**Supplied text**
§ §
Freedom Property Fund Limited
(Incorporated in the Republic of South Africa)
(Registration number: 2012/129186/06)
Share code: FDP
ISIN: ZAE000185260
(“Freedom” or “the Company”)


THE SPECIFIC ISSUE OF SHARES TO SETTLE GUARANTEE SHARE OBLIGATIONS, THE
DISPOSAL OF STELLENBOSCH INDUSTRIAL AND THE ADOPTION OF THE FREEDOM LONG
TERM INCENTIVE PLAN


1. INTRODUCTION


     1.1. Specific Issue
          Freedom shareholders (“Shareholders”) are hereby advised that Freedom has entered into
          agreements with the Christo La Grange Gesins Trust and the Lafras Joubert Gesins Trust
          (“Trust Agreements”) in terms of which the Company will, subject to certain conditions
          precedent, including Shareholder approval, issue an aggregate of 323 845 455 new
          Freedom ordinary shares (“Specific Issue Shares”), representing approximately 31.5% of the
          Company’s existing issued ordinary share capital, at an issue price of R0.22 per Specific
          Issue Share (“Subscription Price”), as settlement of guarantee share obligations amounting
          to R71 246 000, on the terms and conditions set out in paragraph 2 below (“Specific Issue”).
§ §
**Supplied entries**
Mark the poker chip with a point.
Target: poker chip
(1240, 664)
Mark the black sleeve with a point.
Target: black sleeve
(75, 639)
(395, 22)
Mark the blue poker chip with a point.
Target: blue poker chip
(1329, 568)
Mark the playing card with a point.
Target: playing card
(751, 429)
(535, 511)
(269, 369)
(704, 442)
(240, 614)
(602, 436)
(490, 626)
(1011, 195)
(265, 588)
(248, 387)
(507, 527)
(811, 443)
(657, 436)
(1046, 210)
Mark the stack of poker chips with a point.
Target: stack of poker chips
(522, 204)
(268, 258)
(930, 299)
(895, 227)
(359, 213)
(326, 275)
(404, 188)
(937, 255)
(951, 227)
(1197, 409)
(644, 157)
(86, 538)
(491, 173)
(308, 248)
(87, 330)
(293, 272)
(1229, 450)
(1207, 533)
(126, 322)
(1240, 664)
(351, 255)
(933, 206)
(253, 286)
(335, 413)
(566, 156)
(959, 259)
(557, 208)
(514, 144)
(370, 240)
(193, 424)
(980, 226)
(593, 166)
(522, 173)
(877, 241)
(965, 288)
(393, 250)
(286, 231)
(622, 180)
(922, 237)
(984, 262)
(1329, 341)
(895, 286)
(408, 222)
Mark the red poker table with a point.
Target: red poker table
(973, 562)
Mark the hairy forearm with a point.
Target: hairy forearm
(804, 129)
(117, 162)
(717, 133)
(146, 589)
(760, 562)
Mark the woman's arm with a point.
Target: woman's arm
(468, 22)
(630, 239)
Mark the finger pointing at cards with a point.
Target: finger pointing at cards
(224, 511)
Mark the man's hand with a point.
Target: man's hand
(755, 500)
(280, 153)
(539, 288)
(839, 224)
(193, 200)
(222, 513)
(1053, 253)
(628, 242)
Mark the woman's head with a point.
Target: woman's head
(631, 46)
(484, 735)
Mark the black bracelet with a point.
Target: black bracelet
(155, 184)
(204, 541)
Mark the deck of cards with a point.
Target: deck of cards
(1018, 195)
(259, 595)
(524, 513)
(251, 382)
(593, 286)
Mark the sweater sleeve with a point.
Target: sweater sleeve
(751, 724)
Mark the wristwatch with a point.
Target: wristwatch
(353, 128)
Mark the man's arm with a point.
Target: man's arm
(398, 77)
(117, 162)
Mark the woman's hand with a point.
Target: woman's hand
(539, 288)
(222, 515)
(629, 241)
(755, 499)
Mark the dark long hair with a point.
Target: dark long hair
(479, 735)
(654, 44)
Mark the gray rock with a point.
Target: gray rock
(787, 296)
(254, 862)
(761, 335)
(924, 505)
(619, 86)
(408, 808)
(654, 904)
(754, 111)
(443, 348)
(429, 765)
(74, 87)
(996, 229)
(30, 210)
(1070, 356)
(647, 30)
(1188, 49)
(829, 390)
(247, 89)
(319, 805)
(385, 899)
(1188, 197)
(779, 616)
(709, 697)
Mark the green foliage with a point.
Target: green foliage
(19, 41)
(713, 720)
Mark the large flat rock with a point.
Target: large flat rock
§ §
**Tasks and exercises**
a. Answer from the Freedom Property Fund announcement:
(i) What share code does the company use?
(ii) What issue price applies to each Specific Issue Share?
(iii) What amount of guarantee share obligations will the Specific Issue settle?
b. Please proceed with the Freedom Property Fund announcement from the point where it stops.
You won't need the lines for anything here.

**Expected responses**
a.
(i) FDP
(ii) R0.22
(iii) R71 246 000

b.
     1.2. Disposal of Stellenbosch Industrial
          Shareholders are further advised that Freedom, through its wholly-owned subsidiary Passion
          Way Props Proprietary Limited (“Passion Way”), has concluded an agreement for the
          disposal of the Stellenbosch Industrial property, for a sale consideration of R49 000 000, as
          set out in paragraph 3 below (“Disposal”).


     1.3. Freedom Long Term Incentive Plan
          Shareholders are further advised that the Company wishes to adopt the Freedom Long Term
          Incentive Plan (“LTIP”) in the manner contemplated in paragraph 4 below.


2.   THE SPECIFIC ISSUE


     2.1. Terms of the Specific Issue
          In terms of the Trust Agreements, approved by the board of Freedom on 11 August 2015, a
          total of 323 845 455 Specific Issue Shares will be issued as follows:


        Name of party                  Nature of relationship        Number of        Rand value
                                                                       shares          of shares
      (collectively “the
            Trusts”)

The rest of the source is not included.